» **Job 1**
According to the text on databases and modelling in historical research, why is digital humanities the most fitting venue for the hybrid discourse it describes? Answer in one to three sentences.
» **Job 2**
Transcribe the recorded data word for word, starting with the line that contains "Pick out the window blinds, placing" and going on through the final line of the entries.

=== Text extract ===

Historical research that utilises Digital Humanities methodologies often construct databases to help structure the data and information being gathered. This can cause difficulties for how the data is structured and the type of database to be constructed. Luke Kirwan in an 2013 conference paper succinctly summed up the problems in a series of questions and observations:
“The application of digital humanities to the study of history is considered a new methodological approach, but it remains rather ad-hoc. How should a database be structured? How should ‘nouns’ be encoded? How do we tie ancient, sometimes no longer extant regions, into a modern GIS system?” (Kirwan 2013)
Kirwan’s paper on ‘Databases for quantitative history’ raises a number of questions about the feasibility of implementing databases for historical research, and in particular the use of relational databases for quantitative historical data.
The first question that needs to be addressed before any comparative analysis can be implemented is that of definitions. The terms ‘model’ and ‘data’ are utilised indiscriminately with very little definition of what each term means in the context of different modelling techniques. Goodman in Language of Art (1976) wrote a prescient critique of the term ‘model’ in the 1970s that is still relevant to our current context. Goodman’s critique was outlined in detail in Michael Gavin’s article on ‘Agent-based modelling and humanities research’.
’Few terms are used in popular and scientific discourse more promiscuously than ‘model.’” (Gavin 2014)
Goodman’s critique of ‘model’ was in popular and scientific discourse. In recent decades, the term ‘model’ is now ubiquitous across the social sciences and the humanities. This has led humanities scholars to embrace phrases such as ‘data,’ which must be ‘modelled’ for results. This is part of a broader cultural shift within elements of humanities research to borrow the rhetorical phraseology of the scientific method. In particular, this is evident in the digital humanities and this is, in many ways, the most appropriate venue for this hybrid discourse; as digital humanities is in and of itself a hybrid between the humanities and computational techniques.

=== Records supplied ===

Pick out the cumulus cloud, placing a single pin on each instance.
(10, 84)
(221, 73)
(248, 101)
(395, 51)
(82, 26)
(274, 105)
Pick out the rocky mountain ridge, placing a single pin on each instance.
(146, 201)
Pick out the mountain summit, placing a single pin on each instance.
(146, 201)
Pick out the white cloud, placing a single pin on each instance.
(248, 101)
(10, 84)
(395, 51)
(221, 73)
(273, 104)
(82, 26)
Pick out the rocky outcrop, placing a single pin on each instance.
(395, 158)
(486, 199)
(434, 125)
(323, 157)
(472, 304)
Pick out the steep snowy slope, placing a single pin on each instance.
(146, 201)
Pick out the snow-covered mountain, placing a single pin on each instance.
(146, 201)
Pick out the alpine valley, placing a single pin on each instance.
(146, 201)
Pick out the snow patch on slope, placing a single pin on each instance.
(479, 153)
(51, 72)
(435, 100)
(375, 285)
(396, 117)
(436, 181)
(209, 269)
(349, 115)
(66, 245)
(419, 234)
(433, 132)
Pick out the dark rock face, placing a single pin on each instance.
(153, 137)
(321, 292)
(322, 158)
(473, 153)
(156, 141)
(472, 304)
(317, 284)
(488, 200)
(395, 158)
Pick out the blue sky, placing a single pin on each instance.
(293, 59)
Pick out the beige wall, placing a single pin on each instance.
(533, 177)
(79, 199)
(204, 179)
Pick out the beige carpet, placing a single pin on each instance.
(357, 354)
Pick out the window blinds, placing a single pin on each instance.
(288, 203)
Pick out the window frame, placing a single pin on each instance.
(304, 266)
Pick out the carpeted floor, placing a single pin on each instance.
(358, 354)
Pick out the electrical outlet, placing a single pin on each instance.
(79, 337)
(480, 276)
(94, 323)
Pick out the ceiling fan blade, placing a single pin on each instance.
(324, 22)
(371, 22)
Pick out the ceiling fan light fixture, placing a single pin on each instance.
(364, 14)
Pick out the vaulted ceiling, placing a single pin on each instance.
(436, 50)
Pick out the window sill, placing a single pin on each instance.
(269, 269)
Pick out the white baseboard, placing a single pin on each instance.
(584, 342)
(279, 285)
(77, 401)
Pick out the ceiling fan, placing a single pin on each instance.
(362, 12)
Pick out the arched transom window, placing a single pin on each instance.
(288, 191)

===

» **Exercise response 1**
Digital humanities is the most appropriate venue because it is itself a hybrid between the humanities and computational techniques. That makes it a natural home for humanities research that borrows the rhetorical phraseology of the scientific method.

» **Exercise response 2**
Pick out the window blinds, placing a single pin on each instance.
(288, 203)
Pick out the window frame, placing a single pin on each instance.
(304, 266)
Pick out the carpeted floor, placing a single pin on each instance.
(358, 354)
Pick out the electrical outlet, placing a single pin on each instance.
(79, 337)
(480, 276)
(94, 323)
Pick out the ceiling fan blade, placing a single pin on each instance.
(324, 22)
(371, 22)
Pick out the ceiling fan light fixture, placing a single pin on each instance.
(364, 14)
Pick out the vaulted ceiling, placing a single pin on each instance.
(436, 50)
Pick out the window sill, placing a single pin on each instance.
(269, 269)
Pick out the white baseboard, placing a single pin on each instance.
(584, 342)
(279, 285)
(77, 401)
Pick out the ceiling fan, placing a single pin on each instance.
(362, 12)
Pick out the arched transom window, placing a single pin on each instance.
(288, 191)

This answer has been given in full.